## DATA SHOWN
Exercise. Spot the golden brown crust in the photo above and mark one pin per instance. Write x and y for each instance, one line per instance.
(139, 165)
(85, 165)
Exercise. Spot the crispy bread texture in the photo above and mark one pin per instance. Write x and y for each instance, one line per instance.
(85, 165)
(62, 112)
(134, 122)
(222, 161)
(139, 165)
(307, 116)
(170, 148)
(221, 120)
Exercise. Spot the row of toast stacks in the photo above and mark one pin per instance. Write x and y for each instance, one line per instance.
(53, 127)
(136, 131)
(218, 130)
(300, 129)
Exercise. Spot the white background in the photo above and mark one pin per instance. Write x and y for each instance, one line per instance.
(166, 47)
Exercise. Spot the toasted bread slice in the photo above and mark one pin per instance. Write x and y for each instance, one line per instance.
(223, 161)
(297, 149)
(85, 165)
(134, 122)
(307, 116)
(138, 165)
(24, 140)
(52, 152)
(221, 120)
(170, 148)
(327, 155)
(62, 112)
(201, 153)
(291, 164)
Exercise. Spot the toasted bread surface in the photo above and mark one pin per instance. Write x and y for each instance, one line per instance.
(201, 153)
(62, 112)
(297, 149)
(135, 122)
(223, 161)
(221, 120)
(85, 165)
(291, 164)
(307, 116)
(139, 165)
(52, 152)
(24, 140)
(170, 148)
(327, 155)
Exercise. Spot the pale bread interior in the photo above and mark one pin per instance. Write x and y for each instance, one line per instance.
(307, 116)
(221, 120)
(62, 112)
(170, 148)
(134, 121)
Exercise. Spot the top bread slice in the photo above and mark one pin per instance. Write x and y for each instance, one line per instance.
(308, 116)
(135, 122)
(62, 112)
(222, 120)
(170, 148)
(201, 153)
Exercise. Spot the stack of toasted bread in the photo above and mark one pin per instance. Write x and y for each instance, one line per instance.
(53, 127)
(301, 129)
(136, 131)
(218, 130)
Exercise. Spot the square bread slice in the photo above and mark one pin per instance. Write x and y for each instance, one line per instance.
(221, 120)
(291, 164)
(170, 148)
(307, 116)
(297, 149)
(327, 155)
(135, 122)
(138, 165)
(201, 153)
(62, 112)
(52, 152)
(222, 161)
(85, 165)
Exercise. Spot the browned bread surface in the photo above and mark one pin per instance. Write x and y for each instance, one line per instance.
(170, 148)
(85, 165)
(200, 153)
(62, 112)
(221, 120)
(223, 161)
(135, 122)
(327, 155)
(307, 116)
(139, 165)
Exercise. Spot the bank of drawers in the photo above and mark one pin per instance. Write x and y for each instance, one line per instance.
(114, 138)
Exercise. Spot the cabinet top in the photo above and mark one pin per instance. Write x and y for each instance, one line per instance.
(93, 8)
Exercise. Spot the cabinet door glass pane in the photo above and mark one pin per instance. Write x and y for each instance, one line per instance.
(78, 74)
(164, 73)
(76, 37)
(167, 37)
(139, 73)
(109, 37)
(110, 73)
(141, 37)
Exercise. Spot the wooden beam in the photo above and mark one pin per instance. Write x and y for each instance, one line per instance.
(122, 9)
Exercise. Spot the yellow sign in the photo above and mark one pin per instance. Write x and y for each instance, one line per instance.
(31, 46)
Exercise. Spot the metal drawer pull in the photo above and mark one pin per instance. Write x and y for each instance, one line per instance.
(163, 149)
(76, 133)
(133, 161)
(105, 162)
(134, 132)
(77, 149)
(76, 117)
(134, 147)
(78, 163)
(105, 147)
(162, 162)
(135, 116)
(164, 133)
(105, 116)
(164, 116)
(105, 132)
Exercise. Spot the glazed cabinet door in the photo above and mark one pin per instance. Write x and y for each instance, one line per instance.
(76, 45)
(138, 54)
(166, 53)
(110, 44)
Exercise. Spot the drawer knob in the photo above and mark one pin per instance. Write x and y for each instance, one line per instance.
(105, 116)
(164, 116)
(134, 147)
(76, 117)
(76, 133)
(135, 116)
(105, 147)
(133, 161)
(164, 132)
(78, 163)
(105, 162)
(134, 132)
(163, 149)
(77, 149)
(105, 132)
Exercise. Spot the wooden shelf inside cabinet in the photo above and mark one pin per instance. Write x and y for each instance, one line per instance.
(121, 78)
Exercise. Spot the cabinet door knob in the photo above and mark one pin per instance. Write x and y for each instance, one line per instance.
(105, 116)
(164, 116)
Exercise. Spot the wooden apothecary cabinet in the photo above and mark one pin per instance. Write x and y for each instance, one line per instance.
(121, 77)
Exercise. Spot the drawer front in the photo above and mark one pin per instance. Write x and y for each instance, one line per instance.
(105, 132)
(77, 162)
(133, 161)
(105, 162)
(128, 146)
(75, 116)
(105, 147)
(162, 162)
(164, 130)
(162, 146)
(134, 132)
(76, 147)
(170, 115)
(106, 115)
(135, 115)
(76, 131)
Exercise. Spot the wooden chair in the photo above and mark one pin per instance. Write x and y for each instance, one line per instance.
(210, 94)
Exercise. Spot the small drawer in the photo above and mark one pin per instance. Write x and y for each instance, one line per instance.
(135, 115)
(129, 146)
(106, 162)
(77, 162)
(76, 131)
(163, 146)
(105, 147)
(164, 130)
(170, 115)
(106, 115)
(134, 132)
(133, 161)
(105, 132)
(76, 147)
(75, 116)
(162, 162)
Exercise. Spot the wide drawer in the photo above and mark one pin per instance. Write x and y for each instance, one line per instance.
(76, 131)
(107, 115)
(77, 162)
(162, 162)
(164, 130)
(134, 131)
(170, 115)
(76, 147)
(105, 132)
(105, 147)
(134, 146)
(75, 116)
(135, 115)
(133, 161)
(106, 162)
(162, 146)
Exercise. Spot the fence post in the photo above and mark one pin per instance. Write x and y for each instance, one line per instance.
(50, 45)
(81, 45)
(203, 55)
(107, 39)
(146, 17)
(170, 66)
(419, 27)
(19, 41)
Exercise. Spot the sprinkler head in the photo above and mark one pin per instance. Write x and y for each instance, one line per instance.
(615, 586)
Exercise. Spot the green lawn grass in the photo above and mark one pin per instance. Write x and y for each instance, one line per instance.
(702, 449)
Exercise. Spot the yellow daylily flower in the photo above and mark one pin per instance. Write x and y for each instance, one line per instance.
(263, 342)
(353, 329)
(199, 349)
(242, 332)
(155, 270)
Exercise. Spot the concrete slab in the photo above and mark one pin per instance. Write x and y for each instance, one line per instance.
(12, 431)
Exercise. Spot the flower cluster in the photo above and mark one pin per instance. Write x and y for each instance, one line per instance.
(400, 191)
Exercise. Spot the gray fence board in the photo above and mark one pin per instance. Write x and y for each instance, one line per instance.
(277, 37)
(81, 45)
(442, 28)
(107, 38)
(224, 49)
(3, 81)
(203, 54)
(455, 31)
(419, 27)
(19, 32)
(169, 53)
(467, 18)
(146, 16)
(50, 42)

## EXERCISE DESCRIPTION
Set out exactly the run of lines that begins at the line holding "Exercise. Spot the concrete" and ends at the last line of the data.

## FINISHED ANSWER
Exercise. Spot the concrete slab in the photo above and mark one pin per instance. Write x and y for each instance, one line per instance.
(12, 431)
Exercise. Spot the flower cluster in the photo above and mark one pin per instance. Write x and y for each instance, one line per instance.
(400, 191)
Exercise. Spot the gray fence board in the photo above and mark one pin per instance. Write x and y for each instance, one line per instance.
(277, 37)
(81, 45)
(442, 28)
(107, 38)
(224, 49)
(3, 81)
(203, 54)
(455, 31)
(419, 27)
(19, 32)
(169, 53)
(467, 18)
(146, 16)
(50, 42)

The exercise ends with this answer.